## Istruzioni di lavoro
1. Rispondi alle domande seguenti sulla sentenza della Cassazione n. 28332:
(a) Chi ricopre il ruolo di Primo Presidente nel collegio?
(b) Quale avvocato rappresenta e difende la Provincia regionale di Enna?
(c) In che data è stata depositata la sentenza impugnata della Corte d'appello di Caltanissetta?
2. Prosegui la sentenza della Cassazione n. 28332 a partire dall'ultima riga riportata.
**** Testo fornito ****
Sentenza Sentenza Cassazione Civile n. 28332 del 05/11/2019

Cassazione civile sez. un., 05/11/2019, (ud. 24/09/2019, dep. 05/11/2019), n.28332

LA CORTE SUPREMA DI CASSAZIONE

SEZIONI UNITE CIVILI

Composta dagli Ill.mi Sigg.ri Magistrati:

Dott. MAMMONE Giovanni – Primo Presidente –

Dott. TIRELLI Francesco – Presidente di Sez. –

Dott. DI VIRGILIO Rosa Maria – rel. Presidente di Sez. –

Dott. MANNA Felice – Presidente di Sez. –

Dott. SCALDAFERRI Andrea – Presidente di Sez. –

Dott. D’ANTONIO Enrica – Consigliere –

Dott. BRUSCHETTA Ernestino Luigi – Consigliere –

Dott. GIUSTI Alberto – Consigliere –

Dott. RUBINO Lina – Consigliere –

ha pronunciato la seguente:

SENTENZA

sul ricorso 6587/2018 proposto da:

PROVINCIA REGIONALE DI ENNA, in persona del legale rappresentante pro

tempore, elettivamente domiciliata in ROMA, VIA VIGLIENA 2, presso

lo studio dell’avvocato GIUSEPPE LOMONACO, rappresentata e difesa

dall’avvocato MAURIZIO NICITA;

– ricorrente –

contro

COOPERATIVA SOCIALE A.S.M.I.D.A. A R.L., in persona del legale

rappresentante pro tempore, elettivamente domiciliata in ROMA,

presso la CANCELLERIA DELLA CORTE DI CASSAZIONE, rappresentata e

difesa dall’avvocato MAURIZIO ANTONELLO DIPIETRO;

– controricorrente –

avverso la sentenza n. 331/2017 della CORTE D’APPELLO di

CALTANISSETTA, depositata il 19/12/2017.
**** Elenco dei dati ****
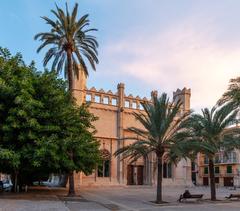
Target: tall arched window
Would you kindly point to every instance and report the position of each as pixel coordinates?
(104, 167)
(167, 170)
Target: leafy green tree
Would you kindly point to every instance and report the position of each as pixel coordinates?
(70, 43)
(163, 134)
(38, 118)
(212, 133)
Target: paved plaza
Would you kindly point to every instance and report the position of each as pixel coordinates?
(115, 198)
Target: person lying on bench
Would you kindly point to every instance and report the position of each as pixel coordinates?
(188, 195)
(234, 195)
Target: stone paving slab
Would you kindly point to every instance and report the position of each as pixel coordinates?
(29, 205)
****
**** Elenco dei dati ****
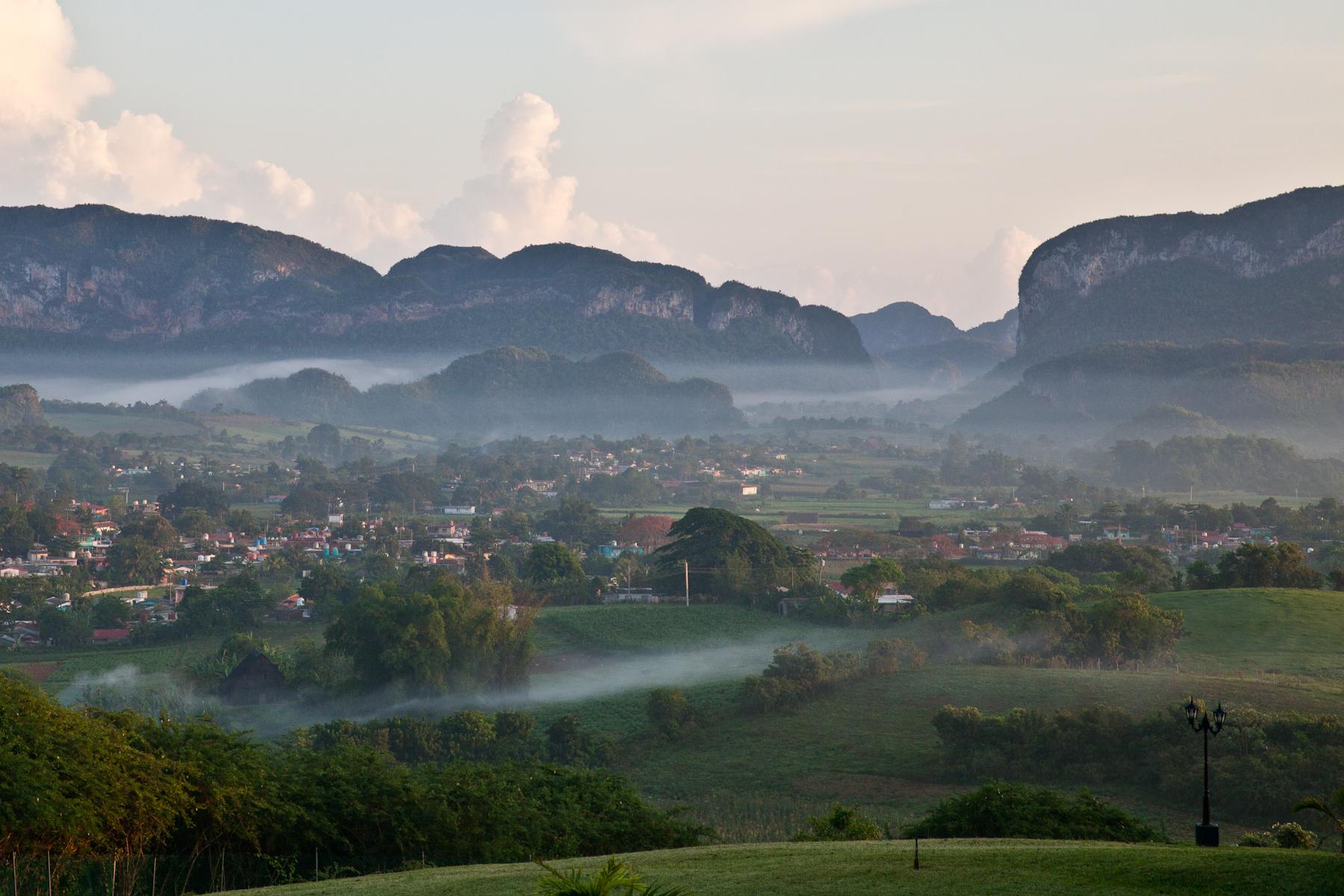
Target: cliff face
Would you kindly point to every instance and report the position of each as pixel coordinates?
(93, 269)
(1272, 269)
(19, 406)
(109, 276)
****
## Risultati in ordine
1.
(a) Il dott. Giovanni Mammone.
(b) L'avvocato Maurizio Nicita.
(c) Il 19/12/2017.

2.
Udita la relazione della causa svolta nella pubblica udienza del

24/09/2019 dal Presidente Dott. ROSA MARIA DI VIRGILIO;

udito il Pubblico Ministero, in persona dell’Avvocato Generale Dott.

MATERA Marcello, che ha concluso in via principale per

l’inammissibilità, in subordine rigetto del ricorso;

uditi gli avvocati Giuseppe Lomonaco per delega dell’avvocato

Maurizio Nicita e Maurizio Antonello Dipietro.

Fatto

FATTI DI CAUSA

Con sentenza depositata il 19/12/2017, la Corte d’appello di Caltanissetta, in riforma della sentenza di primo grado, ha dichiarato la giurisdizione del Giudice ordinario in relazione al giudizio, proposto dalla Provincia Regionale di Enna, di opposizione al decreto ingiuntivo, con cui il Tribunale di Enna aveva condannato la Provincia al pagamento, in favore della società cooperativa ASMIDA a r.l., a titolo di contributi pubblici, della somma di Euro 43.934,25, oltre interessi dalla maturazione di ciascun credito sino al soddisfo.

Secondo la Corte territoriale, nella specie è individuabile non l’interesse legittimo in capo all’appellante, ma bensì il diritto soggettivo ad ottenere dalla Provincia Regionale i contributi per l’intero triennio 1999-2002, aventi la propria fonte nella Delib. n. 510 del 1999, concessi o comunque già oggetto di impegno da parte dell’Ente e solo parzialmente conferiti, di talchè la controversia attiene alla fase di erogazione dei contributi e non già alla fase precedente, nè il conferimento, ovvero la quantificazione del contributo, era stato lasciato alla libera determinazione dell’ente, essendo chiaro che detti contribuii avrebbero dovuto essere erogati nella misura fissa del 20% rispetto ai costi sostenuti dalla Cooperativa per il servizio di assistenza agli alunni diversamente abili, il cui importo sarebbe dipeso, per gli anni scolastici 2000/2001 e 2001/2022, dal numero degli operatori impiegati sino al limite massimo di 30, avuto riguardo alle esigenze avanzate dai Comuni interessati.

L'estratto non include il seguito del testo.